Records:
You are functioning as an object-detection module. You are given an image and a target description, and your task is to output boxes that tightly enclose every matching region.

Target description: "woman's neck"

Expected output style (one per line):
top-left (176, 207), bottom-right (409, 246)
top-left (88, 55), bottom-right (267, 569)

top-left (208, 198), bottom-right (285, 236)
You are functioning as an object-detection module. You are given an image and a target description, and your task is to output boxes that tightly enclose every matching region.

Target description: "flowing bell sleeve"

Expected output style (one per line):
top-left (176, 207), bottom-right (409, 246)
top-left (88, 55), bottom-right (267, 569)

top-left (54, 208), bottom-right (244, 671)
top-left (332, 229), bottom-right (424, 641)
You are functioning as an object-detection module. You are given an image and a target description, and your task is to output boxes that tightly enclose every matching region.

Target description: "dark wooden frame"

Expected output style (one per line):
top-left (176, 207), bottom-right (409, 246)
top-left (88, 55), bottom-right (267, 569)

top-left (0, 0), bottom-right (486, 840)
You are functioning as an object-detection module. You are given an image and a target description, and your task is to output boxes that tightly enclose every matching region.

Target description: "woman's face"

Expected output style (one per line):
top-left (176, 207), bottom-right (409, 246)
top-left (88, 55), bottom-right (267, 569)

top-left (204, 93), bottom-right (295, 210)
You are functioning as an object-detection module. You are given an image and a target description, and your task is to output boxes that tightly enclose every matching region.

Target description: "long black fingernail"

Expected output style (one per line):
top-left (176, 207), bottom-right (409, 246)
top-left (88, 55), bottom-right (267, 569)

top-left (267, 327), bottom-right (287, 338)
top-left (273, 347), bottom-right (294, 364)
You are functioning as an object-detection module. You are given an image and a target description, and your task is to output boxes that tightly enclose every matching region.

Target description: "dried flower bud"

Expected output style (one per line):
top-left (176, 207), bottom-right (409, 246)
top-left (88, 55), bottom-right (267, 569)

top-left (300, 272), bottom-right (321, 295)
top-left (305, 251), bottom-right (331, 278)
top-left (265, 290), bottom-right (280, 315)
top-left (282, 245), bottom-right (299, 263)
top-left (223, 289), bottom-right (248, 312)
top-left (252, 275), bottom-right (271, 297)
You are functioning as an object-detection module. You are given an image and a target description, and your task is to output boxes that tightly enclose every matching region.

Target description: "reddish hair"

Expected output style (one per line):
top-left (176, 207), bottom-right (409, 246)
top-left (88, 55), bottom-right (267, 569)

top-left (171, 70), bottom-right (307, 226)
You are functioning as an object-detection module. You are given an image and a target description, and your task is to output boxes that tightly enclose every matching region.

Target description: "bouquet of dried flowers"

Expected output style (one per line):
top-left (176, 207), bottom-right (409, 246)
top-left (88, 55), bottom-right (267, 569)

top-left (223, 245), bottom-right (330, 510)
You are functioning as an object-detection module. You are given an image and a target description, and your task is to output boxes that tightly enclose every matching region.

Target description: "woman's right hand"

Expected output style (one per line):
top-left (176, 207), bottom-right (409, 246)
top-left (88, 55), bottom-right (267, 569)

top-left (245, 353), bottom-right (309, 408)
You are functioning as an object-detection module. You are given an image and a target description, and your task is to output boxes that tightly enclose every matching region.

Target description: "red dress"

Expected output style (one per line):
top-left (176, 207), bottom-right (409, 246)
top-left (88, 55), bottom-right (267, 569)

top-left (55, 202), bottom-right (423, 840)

DIRECTION: Return every line in the records above that contains the word "dried".

RESPONSE:
Target description: "dried flower bud"
Target description: "bouquet of dried flowers"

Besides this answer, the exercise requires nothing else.